__LISTING__.
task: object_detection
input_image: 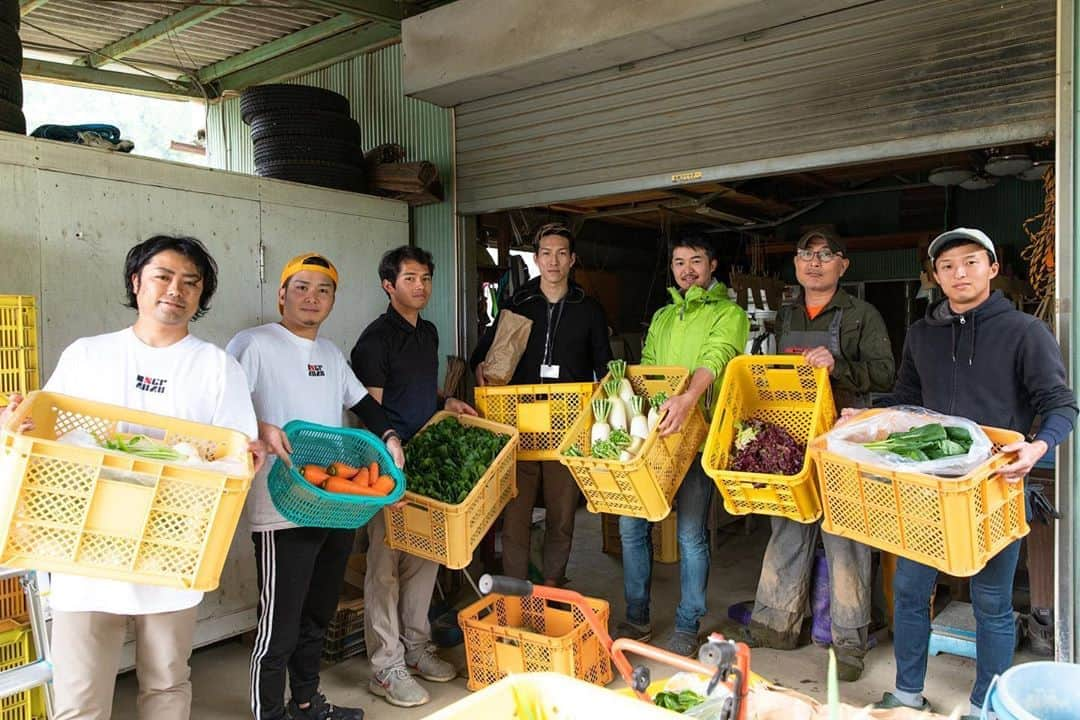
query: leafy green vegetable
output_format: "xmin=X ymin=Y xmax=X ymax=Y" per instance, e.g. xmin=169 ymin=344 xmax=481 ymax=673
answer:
xmin=863 ymin=422 xmax=973 ymax=462
xmin=102 ymin=435 xmax=188 ymax=462
xmin=593 ymin=440 xmax=619 ymax=460
xmin=405 ymin=418 xmax=510 ymax=505
xmin=652 ymin=690 xmax=705 ymax=712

__PROMPT__. Reproduce the material above line for line, leaving out the picture.

__COMPLETE ANSWER__.
task: object_detection
input_image: 
query: leafy green vegetable
output_format: "xmin=X ymin=Y xmax=X ymax=Y" per instance, e.g. xmin=169 ymin=344 xmax=481 ymax=673
answer:
xmin=863 ymin=422 xmax=973 ymax=462
xmin=102 ymin=435 xmax=188 ymax=462
xmin=593 ymin=440 xmax=619 ymax=460
xmin=405 ymin=418 xmax=510 ymax=505
xmin=652 ymin=690 xmax=705 ymax=712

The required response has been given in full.